TEXTO DE ORIGEM.
┌──

Dia do Nascituro

DIA DO NASCITURO
Miguel Carqueija


Comemora-se em 8 de outubro, no Brasil, o Dia do Nascituro: o dia para lembrar o respeito e o amor que devemos ter para com os chamados nascituros, os bebês de ventre, ou seja a primeira das nossas faixas etáreas, a vida intra-uterina, nossos nove primeiros meses de existência.
Infelizmente, neste mundo moderno em que o aborto se pratica aos milhões e milhões por ano, a consciência moral da humanidade acha-se cada vez mais anestesiada. Podemos comparar a situação atual, em relação aos conceptos, semelhante à que havia para com os escravos negros, no Brasil do século XIX. Conhecem os romances de José de Alencar? Nesse autor, como em outros da época, os escravos aparecem como se fossem peças do mobiliário (peças ambulantes): não têm nome, nem família, nem vida particular; sequer produzem diálogos, falas, no texto. São apenas os leva-e-trás, os abre-e-fecha da história.

└──

DADOS DE ORIGEM.

┌──

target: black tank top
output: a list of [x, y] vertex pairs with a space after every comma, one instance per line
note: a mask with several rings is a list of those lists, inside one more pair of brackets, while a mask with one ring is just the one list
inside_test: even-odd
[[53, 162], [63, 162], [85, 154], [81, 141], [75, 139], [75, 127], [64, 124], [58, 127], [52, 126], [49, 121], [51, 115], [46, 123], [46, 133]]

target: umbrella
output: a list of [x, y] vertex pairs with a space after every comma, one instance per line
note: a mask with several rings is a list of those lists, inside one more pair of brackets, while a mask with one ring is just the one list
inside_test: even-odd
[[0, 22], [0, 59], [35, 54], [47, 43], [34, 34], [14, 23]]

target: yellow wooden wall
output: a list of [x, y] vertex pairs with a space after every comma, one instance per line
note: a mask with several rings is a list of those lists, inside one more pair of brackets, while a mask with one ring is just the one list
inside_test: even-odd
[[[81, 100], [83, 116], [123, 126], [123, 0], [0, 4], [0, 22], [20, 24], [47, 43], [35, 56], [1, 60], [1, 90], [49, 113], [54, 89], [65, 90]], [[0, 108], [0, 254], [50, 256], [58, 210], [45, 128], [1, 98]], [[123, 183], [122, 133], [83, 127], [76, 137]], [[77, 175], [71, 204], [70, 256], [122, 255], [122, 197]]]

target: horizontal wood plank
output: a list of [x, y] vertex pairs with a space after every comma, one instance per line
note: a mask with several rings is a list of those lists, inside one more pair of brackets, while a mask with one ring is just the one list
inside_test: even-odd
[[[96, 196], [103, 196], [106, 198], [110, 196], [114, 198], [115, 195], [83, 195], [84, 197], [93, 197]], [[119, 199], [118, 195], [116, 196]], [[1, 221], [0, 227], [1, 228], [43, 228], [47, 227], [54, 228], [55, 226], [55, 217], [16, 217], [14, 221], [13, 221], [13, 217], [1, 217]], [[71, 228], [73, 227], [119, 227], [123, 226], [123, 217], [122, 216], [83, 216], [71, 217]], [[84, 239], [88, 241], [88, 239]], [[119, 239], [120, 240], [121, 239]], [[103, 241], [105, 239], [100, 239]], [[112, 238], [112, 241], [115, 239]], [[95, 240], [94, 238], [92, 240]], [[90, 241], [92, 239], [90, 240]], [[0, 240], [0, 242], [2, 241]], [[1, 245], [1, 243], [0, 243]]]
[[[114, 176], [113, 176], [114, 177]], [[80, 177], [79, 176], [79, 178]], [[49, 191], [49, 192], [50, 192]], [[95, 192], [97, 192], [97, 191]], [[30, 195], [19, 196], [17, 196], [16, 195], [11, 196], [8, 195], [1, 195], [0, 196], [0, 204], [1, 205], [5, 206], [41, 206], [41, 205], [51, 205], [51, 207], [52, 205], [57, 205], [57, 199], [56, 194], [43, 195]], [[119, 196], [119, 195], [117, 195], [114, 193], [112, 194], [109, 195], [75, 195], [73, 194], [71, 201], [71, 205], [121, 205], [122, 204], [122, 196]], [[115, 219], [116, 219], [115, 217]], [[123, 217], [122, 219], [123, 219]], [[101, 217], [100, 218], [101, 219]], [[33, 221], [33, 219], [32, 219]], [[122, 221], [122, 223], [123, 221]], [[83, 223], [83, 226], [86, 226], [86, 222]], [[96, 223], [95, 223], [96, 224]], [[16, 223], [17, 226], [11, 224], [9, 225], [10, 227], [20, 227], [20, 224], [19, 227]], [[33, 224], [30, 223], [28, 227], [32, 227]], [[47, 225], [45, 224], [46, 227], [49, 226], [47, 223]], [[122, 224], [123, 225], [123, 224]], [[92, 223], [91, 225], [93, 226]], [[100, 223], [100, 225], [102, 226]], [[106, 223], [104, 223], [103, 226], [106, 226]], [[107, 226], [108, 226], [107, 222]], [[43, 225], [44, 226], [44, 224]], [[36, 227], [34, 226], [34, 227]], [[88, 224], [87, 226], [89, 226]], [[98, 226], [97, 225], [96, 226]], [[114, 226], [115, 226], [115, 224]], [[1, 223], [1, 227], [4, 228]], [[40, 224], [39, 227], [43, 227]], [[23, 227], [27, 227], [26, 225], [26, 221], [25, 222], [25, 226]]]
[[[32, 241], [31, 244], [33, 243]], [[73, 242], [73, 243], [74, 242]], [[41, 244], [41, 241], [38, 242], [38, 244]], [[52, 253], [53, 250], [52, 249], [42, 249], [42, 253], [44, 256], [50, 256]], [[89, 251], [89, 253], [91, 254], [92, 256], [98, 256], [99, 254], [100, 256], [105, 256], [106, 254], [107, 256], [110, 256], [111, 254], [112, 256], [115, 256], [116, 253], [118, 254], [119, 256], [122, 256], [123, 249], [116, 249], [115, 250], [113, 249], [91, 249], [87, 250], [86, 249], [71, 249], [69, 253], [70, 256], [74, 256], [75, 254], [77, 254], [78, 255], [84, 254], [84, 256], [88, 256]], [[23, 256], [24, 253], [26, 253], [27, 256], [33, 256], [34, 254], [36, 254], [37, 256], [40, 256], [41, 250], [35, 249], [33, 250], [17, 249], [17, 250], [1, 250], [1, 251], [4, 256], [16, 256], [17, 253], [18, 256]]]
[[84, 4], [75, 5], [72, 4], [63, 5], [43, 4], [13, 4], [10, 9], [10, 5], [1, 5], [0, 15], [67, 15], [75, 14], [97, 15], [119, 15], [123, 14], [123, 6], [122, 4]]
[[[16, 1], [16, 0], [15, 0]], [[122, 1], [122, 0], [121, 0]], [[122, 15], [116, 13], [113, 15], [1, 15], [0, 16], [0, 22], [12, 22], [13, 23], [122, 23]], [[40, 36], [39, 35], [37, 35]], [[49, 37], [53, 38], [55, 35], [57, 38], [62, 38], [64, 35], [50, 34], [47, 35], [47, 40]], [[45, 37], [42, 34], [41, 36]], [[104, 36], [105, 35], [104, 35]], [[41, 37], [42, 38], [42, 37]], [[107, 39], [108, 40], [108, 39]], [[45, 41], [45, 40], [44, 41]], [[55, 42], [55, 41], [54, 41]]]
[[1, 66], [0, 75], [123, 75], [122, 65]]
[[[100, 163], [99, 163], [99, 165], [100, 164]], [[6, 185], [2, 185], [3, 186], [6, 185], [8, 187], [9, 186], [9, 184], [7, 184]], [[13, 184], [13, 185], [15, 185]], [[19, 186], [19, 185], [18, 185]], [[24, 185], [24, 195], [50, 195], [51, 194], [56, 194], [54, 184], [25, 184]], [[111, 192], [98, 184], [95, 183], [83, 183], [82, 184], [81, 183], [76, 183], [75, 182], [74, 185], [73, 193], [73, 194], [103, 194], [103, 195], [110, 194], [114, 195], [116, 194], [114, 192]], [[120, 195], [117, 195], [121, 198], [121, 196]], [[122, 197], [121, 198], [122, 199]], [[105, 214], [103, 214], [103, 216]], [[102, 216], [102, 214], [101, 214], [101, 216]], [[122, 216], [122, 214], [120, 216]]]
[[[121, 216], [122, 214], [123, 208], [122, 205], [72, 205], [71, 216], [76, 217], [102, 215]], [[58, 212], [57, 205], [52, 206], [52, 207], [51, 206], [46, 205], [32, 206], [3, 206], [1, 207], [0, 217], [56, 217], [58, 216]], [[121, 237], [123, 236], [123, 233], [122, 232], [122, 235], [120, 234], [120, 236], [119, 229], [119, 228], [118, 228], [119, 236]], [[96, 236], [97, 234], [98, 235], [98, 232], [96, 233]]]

└──

ATIVIDADE 1. Segundo o texto sobre o Dia do Nascituro, em que data essa comemoração ocorre no Brasil?
ATIVIDADE 2. Como fica em inglês esta frase do texto sobre o Dia do Nascituro: "Infelizmente, neste mundo moderno em que o aborto se pratica aos milhões e milhões por ano, a consciência moral da humanidade acha-se cada vez mais anestesiada."?
ATIVIDADE 3. Prossiga o texto sobre o Dia do Nascituro a partir da última frase apresentada.

RESULTADO DA TAREFA 1. Em 8 de outubro.

RESULTADO DA TAREFA 2. Unfortunately, in this modern world where abortion is practiced by the millions and millions every year, humanity's moral conscience is becoming more and more numbed.

RESULTADO DA TAREFA 3.
Naquele tempo julgava-se natural a existência de escravos da cor negra ou mestiça, pois convencionara-se tratar-se de raças inferiores. Hoje em dia a escravidão acabou (falo da escravidão específica da etnia negra, e oficial, pois é claro que casos de escravidão real para qualquer etnia ainda ocorrem no país e no mundo, em circunstâncias diversas, inclusive a escravidão sexual; mas isso já é outra história) mas os grandes discriminados passaram a ser os nascituros; pois julga-se natural — e a grande mídia busca inculcar tal perversão de toda a maneira, dando mesmo a entender que essa é a maneira “progressista” de pensar — matar essas crianças de ventre, abortá-las, sem levar em conta que elas sofrem ao ser trucidadas e, mesmo que sofrimento físico não houvesse, elas são seres humanos inocentes e indefesos. O aborto é a maior covardia que homens e mulheres podem praticar, mas é defendido furiosamente pelas ideologias, a começar pela ideologia machista.
Antigamente os negros eram excluídos do gozo dos direitos humanos; hoje os excluídos são os nascituros e todos nós fomos nascituros um dia.
Não ignoro que enxames de “razões” são aduzidas para “justificar” esse hediondo homicídio, por exemplo que a mulher é dona de seu próprio corpo. Milhões de vezes as pessoas sensatas vêm lembrando que o nascituro é outro corpo. Além disso ninguém possui direito absoluto sobre o próprio corpo, pois se assim fosse seria preciso encarcerar todos os policiais e bombeiro que impedem suicidas. E, enfim, em sua maioria as mulheres são contra tal argumento insensato, e são a favor da vida em gestação. O aborto é crime mais do homem que da mulher, pois homem também faz aborto (esse fato é evidente, o próprio “óbvio ululante” de Nelson Rodrigues, mas é raramente lembrado na mídia).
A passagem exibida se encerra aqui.